So says Dave Abraham, principal of Realty 1 International Property Group, who adds that there is not only a rising demand for second homes but also for primary residences in Bergville, Winterton, Champagne Valley and Geluksberg.

Though demand for holiday homes has definitely slowed since the promulgation of the National Credit Act (NCA) and the upsurge in the interest rate, Abraham says interest from primary home buyers is rising steadily. He says it's undoubtedly being driven by people's desire to get out of the rat race and away from crime and smog, with purchasers hailing predominantly from Gauteng and the greater Durban area at this point in time.

"Those with school-going children are mostly looking at such a move from a longer-term perspective, but others, especially empty-nesters, are making plans for the near future. Interest is rising to such an extent that I foresee this becoming a major trend in the central Drakensberg, which has traditionally been a holiday destination."

Point placement records
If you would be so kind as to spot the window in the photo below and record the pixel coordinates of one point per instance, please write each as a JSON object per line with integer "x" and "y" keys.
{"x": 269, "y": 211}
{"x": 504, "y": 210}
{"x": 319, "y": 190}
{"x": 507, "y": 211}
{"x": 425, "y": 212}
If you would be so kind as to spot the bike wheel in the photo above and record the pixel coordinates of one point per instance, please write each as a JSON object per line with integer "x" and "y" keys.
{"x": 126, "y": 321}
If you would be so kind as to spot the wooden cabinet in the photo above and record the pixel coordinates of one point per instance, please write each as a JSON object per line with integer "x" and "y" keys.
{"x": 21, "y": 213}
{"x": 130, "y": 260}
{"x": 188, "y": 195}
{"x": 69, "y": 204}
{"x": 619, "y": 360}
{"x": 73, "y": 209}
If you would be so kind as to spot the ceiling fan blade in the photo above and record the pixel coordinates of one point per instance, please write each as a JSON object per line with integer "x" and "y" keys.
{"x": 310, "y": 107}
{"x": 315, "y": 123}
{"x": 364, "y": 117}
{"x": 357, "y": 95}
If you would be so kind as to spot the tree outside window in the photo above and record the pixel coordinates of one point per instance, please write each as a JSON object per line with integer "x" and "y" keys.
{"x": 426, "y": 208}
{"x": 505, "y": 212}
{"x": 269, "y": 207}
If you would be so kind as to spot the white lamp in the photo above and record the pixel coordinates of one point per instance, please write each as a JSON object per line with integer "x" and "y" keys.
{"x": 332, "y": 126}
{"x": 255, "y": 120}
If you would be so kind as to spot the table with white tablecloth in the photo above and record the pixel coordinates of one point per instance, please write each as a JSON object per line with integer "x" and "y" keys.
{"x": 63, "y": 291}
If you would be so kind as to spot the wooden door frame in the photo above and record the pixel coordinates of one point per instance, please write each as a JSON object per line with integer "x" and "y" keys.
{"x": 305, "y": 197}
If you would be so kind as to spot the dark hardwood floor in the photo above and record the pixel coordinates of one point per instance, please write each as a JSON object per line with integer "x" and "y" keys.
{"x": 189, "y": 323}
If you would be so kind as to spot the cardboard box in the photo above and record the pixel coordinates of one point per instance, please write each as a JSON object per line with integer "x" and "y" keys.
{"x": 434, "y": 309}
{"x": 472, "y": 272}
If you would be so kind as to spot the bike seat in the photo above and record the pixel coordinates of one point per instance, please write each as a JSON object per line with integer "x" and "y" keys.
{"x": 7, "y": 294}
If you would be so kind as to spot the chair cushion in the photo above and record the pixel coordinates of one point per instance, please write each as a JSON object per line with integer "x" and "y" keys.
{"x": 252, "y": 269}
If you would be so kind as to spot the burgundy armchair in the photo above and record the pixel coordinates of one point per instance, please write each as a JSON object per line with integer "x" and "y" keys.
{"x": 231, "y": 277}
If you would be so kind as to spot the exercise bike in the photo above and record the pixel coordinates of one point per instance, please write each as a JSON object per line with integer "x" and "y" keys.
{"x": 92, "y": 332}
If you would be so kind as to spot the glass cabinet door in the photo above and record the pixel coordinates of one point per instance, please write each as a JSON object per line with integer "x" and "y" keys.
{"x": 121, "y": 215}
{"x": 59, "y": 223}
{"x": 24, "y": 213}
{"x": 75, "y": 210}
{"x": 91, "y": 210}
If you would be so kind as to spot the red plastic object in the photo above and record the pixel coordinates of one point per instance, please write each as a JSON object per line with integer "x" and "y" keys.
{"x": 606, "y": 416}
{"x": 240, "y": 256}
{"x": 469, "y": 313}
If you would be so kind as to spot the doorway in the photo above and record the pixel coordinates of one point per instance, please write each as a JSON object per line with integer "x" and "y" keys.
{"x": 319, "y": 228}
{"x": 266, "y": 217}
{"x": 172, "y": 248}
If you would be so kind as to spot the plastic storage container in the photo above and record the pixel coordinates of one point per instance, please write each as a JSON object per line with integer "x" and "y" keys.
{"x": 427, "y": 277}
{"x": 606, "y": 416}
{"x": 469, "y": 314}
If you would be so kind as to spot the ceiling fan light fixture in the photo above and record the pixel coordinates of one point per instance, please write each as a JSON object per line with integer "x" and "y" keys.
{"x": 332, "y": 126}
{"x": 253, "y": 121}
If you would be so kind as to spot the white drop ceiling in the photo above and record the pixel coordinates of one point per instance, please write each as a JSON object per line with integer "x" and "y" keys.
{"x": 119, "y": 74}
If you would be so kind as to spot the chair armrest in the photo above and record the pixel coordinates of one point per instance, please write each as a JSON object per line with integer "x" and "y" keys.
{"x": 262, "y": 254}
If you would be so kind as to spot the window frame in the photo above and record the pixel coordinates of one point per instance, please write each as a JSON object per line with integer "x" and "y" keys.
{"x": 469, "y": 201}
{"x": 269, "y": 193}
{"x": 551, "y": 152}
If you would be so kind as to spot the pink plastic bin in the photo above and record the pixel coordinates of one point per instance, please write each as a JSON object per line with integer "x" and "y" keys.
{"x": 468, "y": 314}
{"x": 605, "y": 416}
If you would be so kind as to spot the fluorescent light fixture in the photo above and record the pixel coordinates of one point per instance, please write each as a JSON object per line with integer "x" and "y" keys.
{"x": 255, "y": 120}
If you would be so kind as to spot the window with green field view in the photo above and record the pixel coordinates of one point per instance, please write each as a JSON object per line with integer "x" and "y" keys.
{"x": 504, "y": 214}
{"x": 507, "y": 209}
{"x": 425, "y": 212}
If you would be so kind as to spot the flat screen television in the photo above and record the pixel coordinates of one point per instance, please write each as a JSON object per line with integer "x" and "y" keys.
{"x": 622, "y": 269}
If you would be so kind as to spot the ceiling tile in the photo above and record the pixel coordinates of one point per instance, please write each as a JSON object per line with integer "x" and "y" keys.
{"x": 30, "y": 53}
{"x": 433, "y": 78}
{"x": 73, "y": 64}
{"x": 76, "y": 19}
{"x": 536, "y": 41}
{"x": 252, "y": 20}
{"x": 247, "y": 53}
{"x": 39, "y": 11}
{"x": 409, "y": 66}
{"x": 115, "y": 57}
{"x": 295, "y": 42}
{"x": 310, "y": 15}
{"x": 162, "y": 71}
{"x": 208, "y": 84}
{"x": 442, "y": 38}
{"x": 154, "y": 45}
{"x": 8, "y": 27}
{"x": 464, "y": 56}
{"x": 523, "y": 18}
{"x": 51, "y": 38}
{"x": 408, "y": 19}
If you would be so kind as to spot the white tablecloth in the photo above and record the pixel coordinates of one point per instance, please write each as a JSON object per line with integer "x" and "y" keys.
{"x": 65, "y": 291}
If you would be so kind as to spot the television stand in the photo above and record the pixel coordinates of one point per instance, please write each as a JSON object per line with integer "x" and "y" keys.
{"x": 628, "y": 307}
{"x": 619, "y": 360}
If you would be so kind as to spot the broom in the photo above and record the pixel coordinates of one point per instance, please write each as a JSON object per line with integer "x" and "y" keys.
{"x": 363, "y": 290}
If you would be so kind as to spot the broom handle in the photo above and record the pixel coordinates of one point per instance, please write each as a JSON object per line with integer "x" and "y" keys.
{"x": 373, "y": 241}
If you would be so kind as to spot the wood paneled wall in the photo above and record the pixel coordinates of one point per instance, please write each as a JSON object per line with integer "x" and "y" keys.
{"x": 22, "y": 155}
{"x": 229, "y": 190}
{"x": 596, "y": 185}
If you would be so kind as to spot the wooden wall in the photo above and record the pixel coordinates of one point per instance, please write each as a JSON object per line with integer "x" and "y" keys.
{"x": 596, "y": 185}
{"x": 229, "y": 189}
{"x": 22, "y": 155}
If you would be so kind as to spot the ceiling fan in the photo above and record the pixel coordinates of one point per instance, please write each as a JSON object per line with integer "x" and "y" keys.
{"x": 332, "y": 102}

#### [Goal 1]
Which places does the Drakensberg property text name as seeing rising demand for both second homes and primary residences?
#### [Goal 2]
Gather every line of the records that contains the word "wall", treating the match as case-sensitive.
The Drakensberg property text has no connection to the records.

#### [Complete answer 1]
Bergville, Winterton, Champagne Valley, Geluksberg

#### [Complete answer 2]
If you would be so kind as to spot the wood paneled wall in the photo above and record the pixel coordinates of one point per instance, please write each as a JSON object per line with integer "x" and "y" keys.
If you would be so kind as to spot the wooden wall in the photo above and record the pixel coordinates of one point per instance, please write each as a JSON object per line with integer "x" and "y" keys.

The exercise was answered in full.